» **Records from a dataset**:
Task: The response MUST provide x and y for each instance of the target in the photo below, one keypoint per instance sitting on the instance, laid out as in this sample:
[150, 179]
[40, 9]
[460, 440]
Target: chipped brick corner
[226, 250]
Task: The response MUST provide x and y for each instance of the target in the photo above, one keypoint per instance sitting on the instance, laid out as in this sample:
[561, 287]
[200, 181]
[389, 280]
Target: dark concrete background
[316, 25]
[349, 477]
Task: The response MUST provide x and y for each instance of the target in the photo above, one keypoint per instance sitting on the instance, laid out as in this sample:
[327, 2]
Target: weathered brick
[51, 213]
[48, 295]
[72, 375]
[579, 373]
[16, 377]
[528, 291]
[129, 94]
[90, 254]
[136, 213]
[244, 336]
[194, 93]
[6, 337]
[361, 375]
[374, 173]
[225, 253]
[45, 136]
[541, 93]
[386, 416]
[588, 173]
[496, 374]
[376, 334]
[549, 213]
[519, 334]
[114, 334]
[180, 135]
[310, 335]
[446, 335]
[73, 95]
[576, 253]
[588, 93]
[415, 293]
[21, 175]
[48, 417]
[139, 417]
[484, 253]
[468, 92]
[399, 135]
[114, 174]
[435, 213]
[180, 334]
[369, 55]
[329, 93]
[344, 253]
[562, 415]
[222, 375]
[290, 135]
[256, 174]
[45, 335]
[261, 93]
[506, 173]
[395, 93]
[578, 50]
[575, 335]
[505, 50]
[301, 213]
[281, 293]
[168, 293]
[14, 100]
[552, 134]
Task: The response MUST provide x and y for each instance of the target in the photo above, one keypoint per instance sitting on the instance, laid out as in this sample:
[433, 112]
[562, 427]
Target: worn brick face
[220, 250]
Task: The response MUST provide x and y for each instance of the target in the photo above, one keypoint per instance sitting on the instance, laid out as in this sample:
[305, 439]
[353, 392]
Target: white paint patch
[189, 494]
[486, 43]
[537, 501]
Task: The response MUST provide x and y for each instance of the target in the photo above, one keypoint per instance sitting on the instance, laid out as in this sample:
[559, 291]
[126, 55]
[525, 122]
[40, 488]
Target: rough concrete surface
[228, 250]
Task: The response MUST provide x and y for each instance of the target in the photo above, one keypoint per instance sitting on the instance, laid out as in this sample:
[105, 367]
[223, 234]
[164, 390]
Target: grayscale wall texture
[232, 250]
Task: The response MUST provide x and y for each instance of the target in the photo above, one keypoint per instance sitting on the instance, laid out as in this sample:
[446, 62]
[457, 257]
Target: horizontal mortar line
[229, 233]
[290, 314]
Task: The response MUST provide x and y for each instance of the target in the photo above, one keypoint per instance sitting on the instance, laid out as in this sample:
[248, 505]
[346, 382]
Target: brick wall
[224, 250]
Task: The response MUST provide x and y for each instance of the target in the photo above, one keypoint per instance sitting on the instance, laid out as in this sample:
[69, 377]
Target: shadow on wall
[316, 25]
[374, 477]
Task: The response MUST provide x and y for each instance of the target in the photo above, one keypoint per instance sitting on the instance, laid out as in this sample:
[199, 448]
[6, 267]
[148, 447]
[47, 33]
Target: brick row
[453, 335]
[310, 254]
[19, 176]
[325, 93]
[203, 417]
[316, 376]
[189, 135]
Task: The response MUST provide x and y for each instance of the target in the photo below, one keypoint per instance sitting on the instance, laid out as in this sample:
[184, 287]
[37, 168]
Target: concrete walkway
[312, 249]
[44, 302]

» **SHORT PROBLEM**: Set down the listing in full, keeping every word exactly as it is.

» **COMPLETE OUTPUT**:
Task: The response MUST provide x and y for each instance of the target in the photo below, one keypoint per instance sitting on the instance, laid out as in this sample:
[150, 179]
[40, 9]
[460, 440]
Target: chipped brick corner
[226, 250]
Task: The response MUST provide x and y for each instance of the target in the photo above, one keypoint per instance sitting on the instance, laid out as in this sample:
[561, 287]
[200, 181]
[389, 280]
Target: dark concrete background
[316, 25]
[349, 477]
Task: The response MUST provide x and y for each instance of the target in the photo above, one keypoint per instance sitting on the instance, laid out as in this sample:
[327, 2]
Target: weathered brick
[51, 213]
[48, 295]
[72, 375]
[579, 373]
[16, 377]
[528, 291]
[129, 94]
[90, 254]
[136, 213]
[244, 336]
[194, 93]
[6, 337]
[361, 375]
[374, 173]
[225, 253]
[45, 136]
[541, 93]
[386, 416]
[588, 173]
[496, 374]
[376, 334]
[549, 213]
[519, 334]
[114, 334]
[180, 135]
[310, 335]
[446, 335]
[73, 95]
[576, 253]
[588, 93]
[415, 293]
[21, 175]
[48, 417]
[139, 417]
[484, 253]
[468, 92]
[399, 135]
[114, 174]
[435, 213]
[180, 334]
[369, 55]
[329, 93]
[344, 253]
[562, 415]
[222, 375]
[290, 135]
[256, 174]
[45, 335]
[261, 93]
[506, 173]
[395, 93]
[578, 50]
[575, 335]
[505, 50]
[301, 213]
[281, 293]
[168, 293]
[14, 100]
[552, 134]
Task: The response MUST provide x and y for each instance of the target in the photo above, one keypoint per instance sitting on the instance, laid out as in this sample:
[433, 112]
[562, 427]
Target: worn brick face
[220, 250]
Task: The response MUST provide x and y for each instance of the target in the photo above, one keypoint per instance sitting on the instance, laid out as in this sample:
[305, 439]
[353, 392]
Target: white paint patch
[189, 494]
[486, 43]
[537, 501]
Task: The response MUST provide x and y for each instance of the target in the photo above, one keypoint per instance sitting on the instance, laid out as in this sample:
[559, 291]
[126, 55]
[525, 122]
[40, 488]
Target: rough concrete surface
[228, 250]
Task: The response MUST provide x and y for each instance of the target in the photo above, one keypoint per instance sitting on the instance, laid out as in this sample:
[105, 367]
[223, 234]
[164, 390]
Target: grayscale wall texture
[232, 250]
Task: The response MUST provide x and y for each instance of the target in the photo above, one keypoint per instance sitting on the instance, laid out as in this sample:
[446, 62]
[457, 257]
Target: horizontal mortar line
[229, 233]
[290, 314]
Task: The response MUST provide x and y for each instance of the target in the photo above, one keypoint per instance sitting on the instance, laid out as in this sample:
[248, 505]
[346, 382]
Target: brick wall
[224, 250]
Task: The response MUST provide x and y for each instance of the target in the photo above, one keypoint per instance sitting on the instance, laid out as in this sample:
[69, 377]
Target: shadow on wall
[316, 25]
[374, 477]
Task: The response MUST provide x and y for each instance of the target in the photo above, one keypoint per instance sitting on the instance, laid out as in this sample:
[199, 448]
[6, 267]
[148, 447]
[47, 33]
Target: brick row
[453, 335]
[310, 254]
[19, 176]
[325, 93]
[203, 417]
[316, 376]
[189, 135]
Task: The response MUST provide x and y for each instance of the target in the photo below, one keypoint per instance sitting on the instance, laid out as in this sample:
[184, 287]
[37, 168]
Target: concrete walkway
[312, 249]
[44, 302]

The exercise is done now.